* [Required work]:
A) According to the passage on social anxiety in young people with cancer, roughly what percentage of young people in the general population have been diagnosed with Social Anxiety Disorder?
B) Extend the passage on social anxiety among young people with a history of cancer, picking up after its final sentence.

[[ Source passage open ]]

When children or teenagers are diagnosed with cancer, they may experience challenges like social isolation while stuck at home or in hospital, feeling “different” because of physical appearance changes like hair loss, or being excluded from social activities. Two previous research studies from more than 15 years ago also showed that young people with a history of cancer may also experience serious symptoms of social anxiety, which is usually described as the significant fear of certain social situations, in which young people experience distressing worry about how others perceive them. For someone experiencing serious social anxiety, meeting new people, attending a busy social event, or presenting in class can be really difficult things to do. Yet, these are all behaviours that are key to young people having active, normal and meaningful social lives, and thriving as they mature into adulthood.
Around 5-13% of young people in the general population (without a history of cancer) experience such serious levels of social anxiety symptoms that they have been diagnosed with Social Anxiety Disorder. This is a mental health disorder where fear of meeting new people or participating in certain social activities is so severe that young people become very distressed and often decide to avoid certain kinds of social activities all together. Individuals with Social Anxiety Disorder need treatment from a clinical psychologist. No recent studies have tried to understand how common serious symptoms of social anxiety may be among young people with a history of cancer. We also do not know from previous studies what impact social anxiety symptoms might have on the daily life of young people with a history of cancer.

[[ Source passage closed ]]
[[ Recorded data open ]]

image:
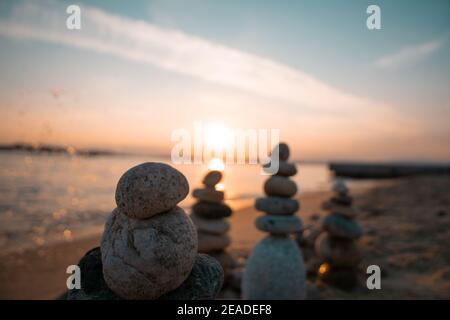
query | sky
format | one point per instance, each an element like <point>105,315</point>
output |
<point>138,70</point>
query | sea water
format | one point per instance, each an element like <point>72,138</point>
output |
<point>46,197</point>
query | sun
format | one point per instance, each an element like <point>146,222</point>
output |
<point>217,137</point>
<point>216,164</point>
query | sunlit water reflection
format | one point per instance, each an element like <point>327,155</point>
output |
<point>44,197</point>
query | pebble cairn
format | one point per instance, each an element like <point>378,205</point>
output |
<point>275,268</point>
<point>336,245</point>
<point>209,215</point>
<point>149,245</point>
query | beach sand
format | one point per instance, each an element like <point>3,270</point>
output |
<point>407,225</point>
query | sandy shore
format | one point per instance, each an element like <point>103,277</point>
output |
<point>408,236</point>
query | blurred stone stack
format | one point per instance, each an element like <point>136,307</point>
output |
<point>209,215</point>
<point>149,245</point>
<point>336,245</point>
<point>275,268</point>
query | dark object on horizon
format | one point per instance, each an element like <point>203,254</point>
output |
<point>386,170</point>
<point>56,149</point>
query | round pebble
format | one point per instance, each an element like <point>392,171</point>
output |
<point>342,227</point>
<point>208,242</point>
<point>150,188</point>
<point>343,200</point>
<point>93,286</point>
<point>213,226</point>
<point>144,259</point>
<point>280,187</point>
<point>209,210</point>
<point>285,169</point>
<point>277,205</point>
<point>283,151</point>
<point>204,281</point>
<point>279,224</point>
<point>274,270</point>
<point>208,195</point>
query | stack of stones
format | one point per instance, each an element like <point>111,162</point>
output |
<point>336,245</point>
<point>149,245</point>
<point>275,268</point>
<point>209,215</point>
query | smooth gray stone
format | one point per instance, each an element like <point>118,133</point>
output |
<point>212,178</point>
<point>345,211</point>
<point>277,205</point>
<point>209,242</point>
<point>208,195</point>
<point>279,224</point>
<point>280,187</point>
<point>143,259</point>
<point>209,210</point>
<point>204,281</point>
<point>342,227</point>
<point>337,251</point>
<point>285,169</point>
<point>93,286</point>
<point>344,200</point>
<point>274,271</point>
<point>150,188</point>
<point>213,226</point>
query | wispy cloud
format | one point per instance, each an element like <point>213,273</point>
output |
<point>409,54</point>
<point>175,51</point>
<point>186,54</point>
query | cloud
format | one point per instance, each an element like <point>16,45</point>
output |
<point>174,51</point>
<point>202,59</point>
<point>409,54</point>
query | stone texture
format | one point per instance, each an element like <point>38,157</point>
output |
<point>93,286</point>
<point>344,200</point>
<point>208,242</point>
<point>150,188</point>
<point>204,281</point>
<point>338,252</point>
<point>280,187</point>
<point>208,195</point>
<point>275,270</point>
<point>212,178</point>
<point>213,226</point>
<point>286,169</point>
<point>279,224</point>
<point>277,205</point>
<point>347,212</point>
<point>339,226</point>
<point>143,259</point>
<point>283,151</point>
<point>208,210</point>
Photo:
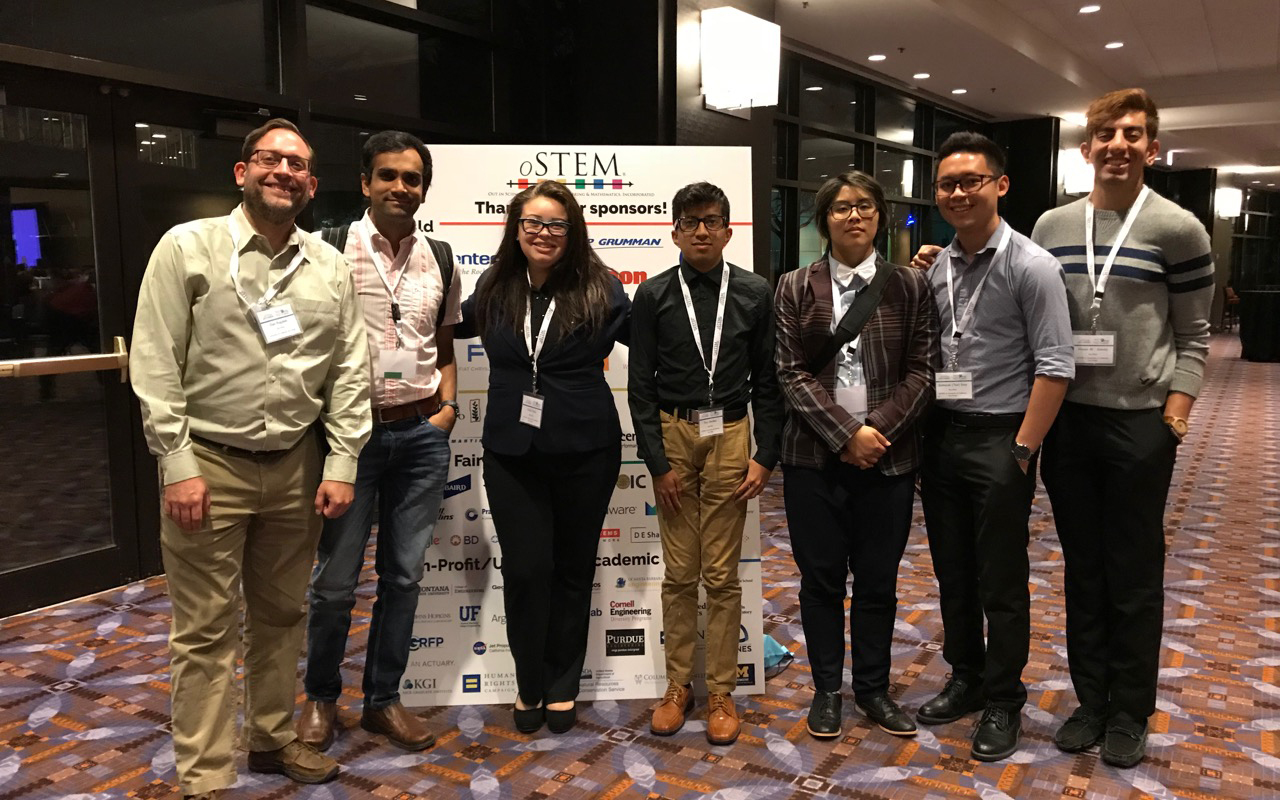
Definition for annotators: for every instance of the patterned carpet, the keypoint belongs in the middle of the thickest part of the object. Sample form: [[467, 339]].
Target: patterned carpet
[[83, 693]]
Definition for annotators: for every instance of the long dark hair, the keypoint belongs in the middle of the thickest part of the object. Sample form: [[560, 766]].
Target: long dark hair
[[580, 282]]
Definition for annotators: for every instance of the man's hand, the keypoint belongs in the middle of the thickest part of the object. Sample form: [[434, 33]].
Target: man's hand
[[864, 448], [754, 483], [666, 490], [187, 502], [924, 256], [334, 497]]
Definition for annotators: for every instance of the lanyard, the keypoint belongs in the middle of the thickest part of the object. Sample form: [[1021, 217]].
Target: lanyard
[[401, 261], [961, 324], [1100, 280], [274, 288], [536, 350], [720, 327]]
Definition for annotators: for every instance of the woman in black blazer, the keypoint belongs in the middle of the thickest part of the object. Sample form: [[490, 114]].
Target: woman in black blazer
[[548, 312]]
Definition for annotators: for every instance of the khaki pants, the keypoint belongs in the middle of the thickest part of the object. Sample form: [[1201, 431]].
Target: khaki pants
[[260, 539], [704, 539]]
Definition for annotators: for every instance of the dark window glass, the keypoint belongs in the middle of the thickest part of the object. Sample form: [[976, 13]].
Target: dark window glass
[[220, 41]]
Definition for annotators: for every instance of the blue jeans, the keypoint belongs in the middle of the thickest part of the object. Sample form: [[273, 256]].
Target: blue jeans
[[402, 467]]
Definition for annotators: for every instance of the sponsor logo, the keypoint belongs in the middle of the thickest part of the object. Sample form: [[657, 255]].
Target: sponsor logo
[[624, 641], [458, 485]]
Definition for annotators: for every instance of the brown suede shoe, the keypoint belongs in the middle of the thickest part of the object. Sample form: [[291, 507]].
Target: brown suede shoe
[[296, 760], [670, 714], [722, 722], [401, 727], [318, 725]]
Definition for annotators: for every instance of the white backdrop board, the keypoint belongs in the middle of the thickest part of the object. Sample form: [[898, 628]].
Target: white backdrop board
[[460, 653]]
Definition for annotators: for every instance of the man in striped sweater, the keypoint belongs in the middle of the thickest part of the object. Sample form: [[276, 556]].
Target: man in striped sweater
[[1139, 278]]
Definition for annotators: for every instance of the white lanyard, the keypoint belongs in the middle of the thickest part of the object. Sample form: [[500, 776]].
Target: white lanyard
[[536, 350], [961, 324], [274, 288], [401, 261], [1100, 280], [720, 328]]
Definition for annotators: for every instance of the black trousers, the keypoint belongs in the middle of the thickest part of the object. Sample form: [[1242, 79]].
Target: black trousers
[[1107, 474], [844, 520], [977, 502], [548, 510]]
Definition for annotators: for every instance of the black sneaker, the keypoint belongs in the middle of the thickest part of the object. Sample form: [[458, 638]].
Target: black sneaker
[[1082, 730], [956, 699], [824, 714], [883, 712], [997, 734], [1125, 743]]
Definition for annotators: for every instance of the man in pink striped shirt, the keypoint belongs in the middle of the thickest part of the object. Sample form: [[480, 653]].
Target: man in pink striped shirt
[[406, 286]]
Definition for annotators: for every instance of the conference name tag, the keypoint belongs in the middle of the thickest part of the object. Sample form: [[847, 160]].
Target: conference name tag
[[277, 323], [397, 364], [711, 421], [531, 410], [1095, 348], [954, 385]]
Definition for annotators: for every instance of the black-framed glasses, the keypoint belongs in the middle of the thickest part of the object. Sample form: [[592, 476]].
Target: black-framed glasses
[[269, 159], [713, 222], [841, 210], [533, 227], [968, 184]]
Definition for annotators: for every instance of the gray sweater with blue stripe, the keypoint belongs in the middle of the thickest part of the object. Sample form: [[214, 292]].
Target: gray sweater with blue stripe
[[1157, 300]]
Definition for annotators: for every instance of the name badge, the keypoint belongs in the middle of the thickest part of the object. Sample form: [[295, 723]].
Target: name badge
[[531, 410], [1095, 348], [277, 323], [853, 400], [397, 364], [711, 421], [954, 385]]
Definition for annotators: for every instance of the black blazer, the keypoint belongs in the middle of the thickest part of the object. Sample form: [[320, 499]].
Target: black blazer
[[579, 412]]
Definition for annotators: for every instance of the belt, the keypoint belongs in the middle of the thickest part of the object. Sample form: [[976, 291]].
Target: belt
[[973, 419], [238, 451], [424, 407], [690, 415]]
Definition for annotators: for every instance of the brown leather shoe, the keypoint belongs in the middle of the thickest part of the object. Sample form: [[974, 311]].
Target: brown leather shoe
[[398, 726], [296, 760], [722, 722], [318, 725], [670, 714]]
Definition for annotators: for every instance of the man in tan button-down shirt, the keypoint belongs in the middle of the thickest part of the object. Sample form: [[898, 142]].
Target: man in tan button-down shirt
[[247, 332]]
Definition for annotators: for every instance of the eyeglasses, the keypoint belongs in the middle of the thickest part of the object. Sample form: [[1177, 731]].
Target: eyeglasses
[[841, 210], [534, 227], [269, 159], [713, 222], [968, 184]]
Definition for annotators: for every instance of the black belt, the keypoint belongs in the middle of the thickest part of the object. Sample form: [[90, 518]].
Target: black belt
[[238, 451], [690, 415], [973, 419]]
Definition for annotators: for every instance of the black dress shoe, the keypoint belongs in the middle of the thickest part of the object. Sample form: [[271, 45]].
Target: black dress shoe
[[956, 699], [883, 712], [824, 714], [997, 735]]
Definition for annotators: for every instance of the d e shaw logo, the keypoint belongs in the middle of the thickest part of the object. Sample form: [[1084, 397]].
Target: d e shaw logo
[[624, 641]]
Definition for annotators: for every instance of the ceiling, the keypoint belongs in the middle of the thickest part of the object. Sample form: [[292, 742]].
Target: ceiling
[[1211, 65]]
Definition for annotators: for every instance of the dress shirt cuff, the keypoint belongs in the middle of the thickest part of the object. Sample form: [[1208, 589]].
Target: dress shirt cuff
[[339, 467], [181, 465]]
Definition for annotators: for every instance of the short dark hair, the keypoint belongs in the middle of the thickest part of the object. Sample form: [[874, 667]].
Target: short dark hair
[[972, 141], [256, 135], [394, 141], [698, 195], [856, 179]]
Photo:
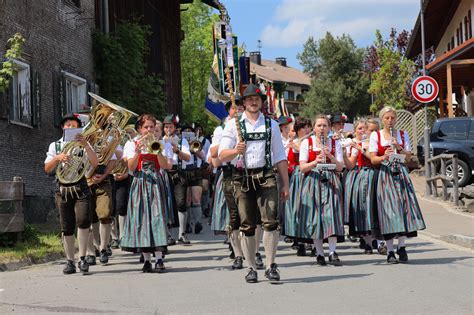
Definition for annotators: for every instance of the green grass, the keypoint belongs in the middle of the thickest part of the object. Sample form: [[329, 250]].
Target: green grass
[[32, 249]]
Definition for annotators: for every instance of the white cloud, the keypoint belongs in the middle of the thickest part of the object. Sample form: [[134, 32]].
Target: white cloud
[[295, 20]]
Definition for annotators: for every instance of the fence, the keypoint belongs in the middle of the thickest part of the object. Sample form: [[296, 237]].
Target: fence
[[414, 125], [11, 208], [433, 164]]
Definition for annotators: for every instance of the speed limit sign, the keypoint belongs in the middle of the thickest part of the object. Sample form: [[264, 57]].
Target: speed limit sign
[[424, 89]]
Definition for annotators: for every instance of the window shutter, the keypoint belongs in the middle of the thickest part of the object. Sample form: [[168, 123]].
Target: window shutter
[[59, 97], [35, 98], [93, 88]]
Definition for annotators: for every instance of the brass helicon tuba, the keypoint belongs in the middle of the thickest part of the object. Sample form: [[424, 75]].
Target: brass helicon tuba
[[103, 132]]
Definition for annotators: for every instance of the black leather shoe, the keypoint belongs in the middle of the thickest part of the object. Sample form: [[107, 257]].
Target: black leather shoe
[[252, 276], [183, 239], [272, 273], [334, 259], [320, 261], [83, 265], [238, 263], [368, 250], [70, 268], [104, 257], [160, 266], [259, 261], [109, 251], [301, 250], [147, 267], [115, 244], [402, 254], [197, 228], [91, 260], [391, 259]]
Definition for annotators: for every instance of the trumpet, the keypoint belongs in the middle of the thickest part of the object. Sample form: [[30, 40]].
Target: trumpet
[[195, 145], [298, 141]]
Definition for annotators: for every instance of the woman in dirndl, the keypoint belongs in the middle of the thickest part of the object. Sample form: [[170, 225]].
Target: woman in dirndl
[[301, 127], [145, 228], [320, 213], [359, 197], [399, 214]]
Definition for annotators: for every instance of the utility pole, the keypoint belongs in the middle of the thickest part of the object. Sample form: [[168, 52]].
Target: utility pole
[[426, 147]]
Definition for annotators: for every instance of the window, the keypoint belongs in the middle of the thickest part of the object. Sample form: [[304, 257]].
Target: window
[[289, 95], [454, 130], [21, 95], [471, 132], [76, 92]]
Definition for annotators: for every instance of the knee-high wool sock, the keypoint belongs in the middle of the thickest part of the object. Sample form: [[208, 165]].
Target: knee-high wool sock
[[83, 238], [236, 243], [248, 247], [104, 232], [68, 243], [270, 242]]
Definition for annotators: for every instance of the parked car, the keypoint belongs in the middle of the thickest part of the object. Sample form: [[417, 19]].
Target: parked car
[[453, 135]]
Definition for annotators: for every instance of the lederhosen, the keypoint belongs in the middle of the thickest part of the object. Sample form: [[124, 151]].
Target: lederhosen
[[73, 203], [251, 184]]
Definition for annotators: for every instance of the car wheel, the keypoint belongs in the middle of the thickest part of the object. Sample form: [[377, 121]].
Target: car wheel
[[464, 173]]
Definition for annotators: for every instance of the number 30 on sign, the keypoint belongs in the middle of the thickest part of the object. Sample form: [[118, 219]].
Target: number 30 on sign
[[424, 89]]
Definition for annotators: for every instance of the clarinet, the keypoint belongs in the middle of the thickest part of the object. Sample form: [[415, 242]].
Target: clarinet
[[324, 175], [394, 166]]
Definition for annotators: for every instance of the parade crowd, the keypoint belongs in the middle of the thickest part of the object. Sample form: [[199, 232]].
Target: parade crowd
[[257, 179]]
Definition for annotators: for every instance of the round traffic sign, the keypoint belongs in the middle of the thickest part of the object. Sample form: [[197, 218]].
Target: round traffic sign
[[424, 89]]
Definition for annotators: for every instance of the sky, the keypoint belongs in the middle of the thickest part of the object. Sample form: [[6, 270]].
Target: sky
[[283, 26]]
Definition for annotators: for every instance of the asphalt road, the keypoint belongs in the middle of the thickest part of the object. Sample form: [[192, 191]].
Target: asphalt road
[[438, 279]]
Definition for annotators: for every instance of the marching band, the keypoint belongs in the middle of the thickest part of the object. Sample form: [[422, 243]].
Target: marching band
[[306, 181]]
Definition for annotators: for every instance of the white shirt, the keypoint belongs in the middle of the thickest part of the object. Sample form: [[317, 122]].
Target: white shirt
[[373, 144], [52, 150], [255, 153], [304, 149]]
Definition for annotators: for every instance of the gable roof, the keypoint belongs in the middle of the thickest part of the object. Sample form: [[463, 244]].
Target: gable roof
[[273, 72]]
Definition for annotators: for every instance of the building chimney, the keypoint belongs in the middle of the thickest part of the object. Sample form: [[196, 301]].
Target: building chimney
[[255, 57], [281, 61]]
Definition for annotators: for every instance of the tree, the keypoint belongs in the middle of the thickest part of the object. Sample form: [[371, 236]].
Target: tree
[[197, 52], [338, 83], [390, 71], [121, 69]]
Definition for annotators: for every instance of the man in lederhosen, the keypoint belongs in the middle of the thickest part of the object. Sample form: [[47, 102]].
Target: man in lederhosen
[[181, 154], [255, 186], [72, 200]]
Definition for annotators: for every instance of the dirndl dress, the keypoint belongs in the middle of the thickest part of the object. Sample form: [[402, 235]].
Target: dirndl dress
[[398, 210], [220, 211], [145, 227], [319, 213]]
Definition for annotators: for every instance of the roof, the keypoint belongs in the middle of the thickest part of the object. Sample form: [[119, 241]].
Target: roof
[[437, 15], [465, 50], [273, 72]]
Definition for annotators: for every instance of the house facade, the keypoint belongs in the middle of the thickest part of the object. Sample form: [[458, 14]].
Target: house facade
[[291, 82], [449, 30]]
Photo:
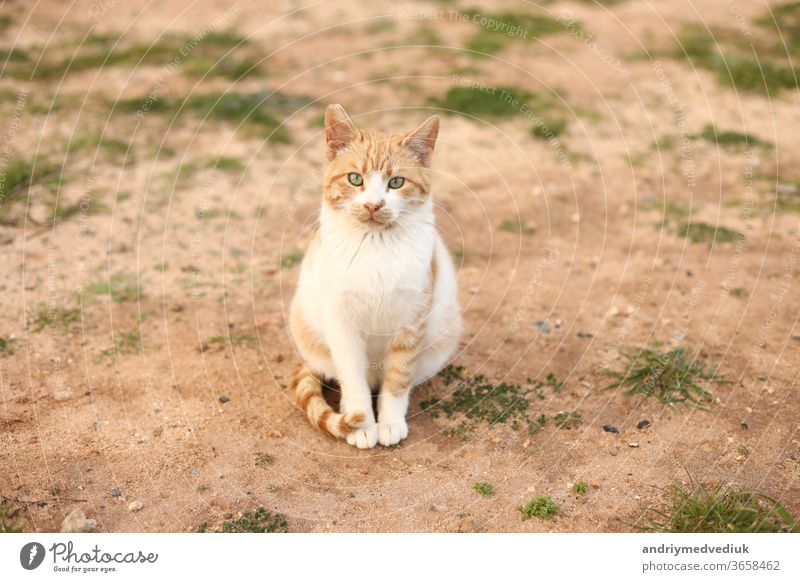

[[ Recorded data closed ]]

* [Activity answers]:
A) Around 5-13%.

B)
We conducted a research study to understand:
- The proportion of Australian survivors of childhood and adolescent cancer who experience serious symptoms of social anxiety (suggesting they might have Social Anxiety Disorder)
- How survivors describe the impact of these symptoms on their daily life
We asked 57 survivors of childhood or adolescent cancer who were currently between the ages of 13-25 to participate. We invited them to complete one survey and one interview. Surveys were completed by 27/57 survivors, who were between 1-16 years old at their time of diagnosis.
We found that 9/27 survivors (33%) experienced ‘clinically significant’ symptoms of social anxiety. This means the symptoms were so serious that they negatively affected young people’s functioning in daily life and signaled that young people might have Social Anxiety Disorder. In interviews, these survivors described how social anxiety caused them to have thoughts of worry and fear during social interactions, which led to behaviours like avoidance.
We need to make sure that we pick up and treat social anxiety symptoms among young people with a history of cancer. When these symptoms are left untreated, they can last for 10 years or more, or get worse over time. Social anxiety symptoms are also linked to other social and emotional concerns, like depression, other forms of anxiety, and education or workplace challenges. Our findings suggest young people diagnosed with cancer may be at risk of serious social anxiety symptoms, so it is important for researchers and clinicians to work together to find ways to better assess and address these symptoms.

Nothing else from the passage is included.